● Document excerpt

The Drug Resistance Strategies Project (DRS), a program funded by the National Institute on Drug Abuse (NIDA), teaches adolescents and pre-adolescents how to make decisions and resist alcohol, tobacco, and other drugs (ATOD).

The DRS project was one of the first programs to examine how adolescents refused offers of substances. Adolescent narratives revealed for resistance strategies—Refuse, Explain, Avoid, and Leave that became known as the REAL strategies. These narratives became the basis for a multicultural school-based substance use prevention program, keepin’ it REAL (kiR). To reduce the likelihood that youth will engage in ATOD, the kiR lessons include personal stories and language that youth find familiar, along with teaching effective risk assessment, decision making, communication, and life skills including the REAL strategies. Middle and elementary schools are currently implementing kiR in the following states: Arizona, Delaware, Indiana, Maryland, Michigan, Ohio, Pennsylvania, and Tennessee. In 2006, the Substance Abuse and Mental Health Services Administration's National Registry of Evidence-based Programs and Practices selected kiR as a “Model Program” for its culturally grounded substance use prevention curriculum.

History
In the 1980s, Drs. Michelle Miller-Day and Michael Hecht’s research in interpersonal and interethnic communication at Arizona State University led them to use narrative and performance theories to study how people's personal stories promote reading, prevent date rape, and develop positive familial attitudes. They first obtained funding from NIDA and launched the Project (DRS1) in 1989. Initial research  was conducted in two high schools in Arizona. With this work, Miller-Day and Hecht identified the four resistance strategies (Refuse, Avoid, Explain, and Leave) that are the core of the DRS Project. Since then the project expanded to include middle and elementary school students and to address ethnicity and gender.

In 1997, Hecht moved to the Pennsylvania State University where he continued the Drug Resistance Strategies Project in collaboration with colleagues from Arizona. The project developed, implemented, and evaluated a middle school prevention curriculum. More specifically, Hecht and his colleagues created keepin’ it REAL and field tested the curriculum, which they later implemented in thirty five middle schools in Phoenix. KiR was successful in limiting use of alcohol, tobacco, and marijuana between 7th and 8th grades.

Starting in 2003, they have been working under a new grant from the National Institute on Drug Abuse. The current research concentrates on determining the best grade level to introduce the prevention program (5th vs. 7th grade), including elementary school implementation in addition to middle school. In addition, work on DRS4 continues the long-term study examining the relationships among acculturation, decision-making, different types of norms, identity, family structure, parent-child communication, and drug use.

In 2012, Dr. Michelle Miller-Day moved to Chapman University where she continues to work closely with Pennsylvania State University on the Drug Resistance Strategies Project.

● Material provided
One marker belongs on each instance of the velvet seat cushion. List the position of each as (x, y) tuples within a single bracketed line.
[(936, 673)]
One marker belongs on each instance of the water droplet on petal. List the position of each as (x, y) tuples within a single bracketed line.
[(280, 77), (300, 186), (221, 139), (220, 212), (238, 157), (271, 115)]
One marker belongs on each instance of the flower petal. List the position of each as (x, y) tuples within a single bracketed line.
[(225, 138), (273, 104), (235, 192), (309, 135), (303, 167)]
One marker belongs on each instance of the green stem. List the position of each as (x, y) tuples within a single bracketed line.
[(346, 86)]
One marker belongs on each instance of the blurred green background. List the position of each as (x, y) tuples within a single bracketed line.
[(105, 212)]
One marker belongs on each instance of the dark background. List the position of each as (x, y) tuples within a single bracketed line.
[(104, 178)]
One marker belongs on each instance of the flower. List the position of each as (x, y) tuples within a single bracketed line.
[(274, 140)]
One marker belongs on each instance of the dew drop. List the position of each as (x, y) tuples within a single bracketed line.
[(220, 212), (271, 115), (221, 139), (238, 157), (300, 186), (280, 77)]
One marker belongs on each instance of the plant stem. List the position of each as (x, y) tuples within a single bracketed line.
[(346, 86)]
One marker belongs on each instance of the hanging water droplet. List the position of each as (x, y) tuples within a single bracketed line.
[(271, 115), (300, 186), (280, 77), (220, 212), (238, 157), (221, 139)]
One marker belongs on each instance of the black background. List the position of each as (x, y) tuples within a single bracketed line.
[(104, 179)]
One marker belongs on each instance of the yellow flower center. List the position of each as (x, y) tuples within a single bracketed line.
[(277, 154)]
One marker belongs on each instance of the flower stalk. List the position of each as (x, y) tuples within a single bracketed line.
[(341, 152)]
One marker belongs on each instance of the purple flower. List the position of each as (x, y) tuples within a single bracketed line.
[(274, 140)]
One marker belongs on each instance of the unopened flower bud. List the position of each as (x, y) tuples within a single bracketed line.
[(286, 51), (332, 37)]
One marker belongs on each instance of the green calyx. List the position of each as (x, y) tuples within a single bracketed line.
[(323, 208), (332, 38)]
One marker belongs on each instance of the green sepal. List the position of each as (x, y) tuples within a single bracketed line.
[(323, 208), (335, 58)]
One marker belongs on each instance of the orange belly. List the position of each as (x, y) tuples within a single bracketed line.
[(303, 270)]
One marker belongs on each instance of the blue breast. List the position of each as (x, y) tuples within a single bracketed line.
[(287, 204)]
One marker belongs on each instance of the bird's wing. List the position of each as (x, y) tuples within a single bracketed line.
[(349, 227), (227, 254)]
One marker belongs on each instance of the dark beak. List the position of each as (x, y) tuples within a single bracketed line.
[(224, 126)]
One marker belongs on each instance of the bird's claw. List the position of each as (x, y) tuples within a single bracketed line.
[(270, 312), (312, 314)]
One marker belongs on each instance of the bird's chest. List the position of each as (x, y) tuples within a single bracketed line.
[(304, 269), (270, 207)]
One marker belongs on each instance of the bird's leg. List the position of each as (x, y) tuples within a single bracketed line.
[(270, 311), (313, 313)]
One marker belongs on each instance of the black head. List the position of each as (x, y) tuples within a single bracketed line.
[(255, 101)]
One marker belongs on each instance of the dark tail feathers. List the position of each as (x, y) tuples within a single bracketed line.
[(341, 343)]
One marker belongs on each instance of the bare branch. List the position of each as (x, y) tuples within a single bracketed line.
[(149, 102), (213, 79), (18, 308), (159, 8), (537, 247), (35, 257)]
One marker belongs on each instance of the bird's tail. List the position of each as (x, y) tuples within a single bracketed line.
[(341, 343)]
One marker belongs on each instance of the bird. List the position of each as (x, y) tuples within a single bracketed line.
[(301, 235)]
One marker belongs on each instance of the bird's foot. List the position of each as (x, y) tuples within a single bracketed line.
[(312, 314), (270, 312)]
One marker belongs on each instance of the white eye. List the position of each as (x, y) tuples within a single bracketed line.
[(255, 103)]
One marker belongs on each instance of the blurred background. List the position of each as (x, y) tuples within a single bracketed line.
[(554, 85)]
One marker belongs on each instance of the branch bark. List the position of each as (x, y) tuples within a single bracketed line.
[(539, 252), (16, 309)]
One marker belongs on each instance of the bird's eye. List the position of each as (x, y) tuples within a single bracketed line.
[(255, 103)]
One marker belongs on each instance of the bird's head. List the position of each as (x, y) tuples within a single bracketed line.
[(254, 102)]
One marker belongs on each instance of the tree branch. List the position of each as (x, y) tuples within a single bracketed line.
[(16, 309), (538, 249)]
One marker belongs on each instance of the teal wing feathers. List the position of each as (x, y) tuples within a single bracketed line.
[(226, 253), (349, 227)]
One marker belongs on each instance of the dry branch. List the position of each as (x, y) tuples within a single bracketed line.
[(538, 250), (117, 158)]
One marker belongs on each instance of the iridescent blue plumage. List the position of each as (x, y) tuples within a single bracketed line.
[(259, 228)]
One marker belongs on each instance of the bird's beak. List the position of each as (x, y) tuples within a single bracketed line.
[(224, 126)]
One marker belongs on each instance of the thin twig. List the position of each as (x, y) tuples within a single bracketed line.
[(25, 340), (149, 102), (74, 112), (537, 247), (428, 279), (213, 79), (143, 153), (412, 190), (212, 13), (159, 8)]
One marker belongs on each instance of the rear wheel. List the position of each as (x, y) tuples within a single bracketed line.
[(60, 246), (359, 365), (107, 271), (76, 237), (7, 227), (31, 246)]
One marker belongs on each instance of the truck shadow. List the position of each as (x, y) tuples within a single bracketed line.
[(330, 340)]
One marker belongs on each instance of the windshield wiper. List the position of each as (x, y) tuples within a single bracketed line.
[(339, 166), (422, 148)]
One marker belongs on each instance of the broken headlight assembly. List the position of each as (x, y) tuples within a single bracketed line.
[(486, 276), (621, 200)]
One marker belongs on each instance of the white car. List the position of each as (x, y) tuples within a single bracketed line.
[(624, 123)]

● Written request
Answer these questions from the text on the Drug Resistance Strategies Project:
1. In what year was the project (DRS1) launched?
2. In how many middle schools in Phoenix was keepin' it REAL implemented?
3. To which university did Michelle Miller-Day move in 2012?
The listing is material separate from the text on the Drug Resistance Strategies Project.

● Solution to this task
1. 1989
2. Thirty-five
3. Chapman University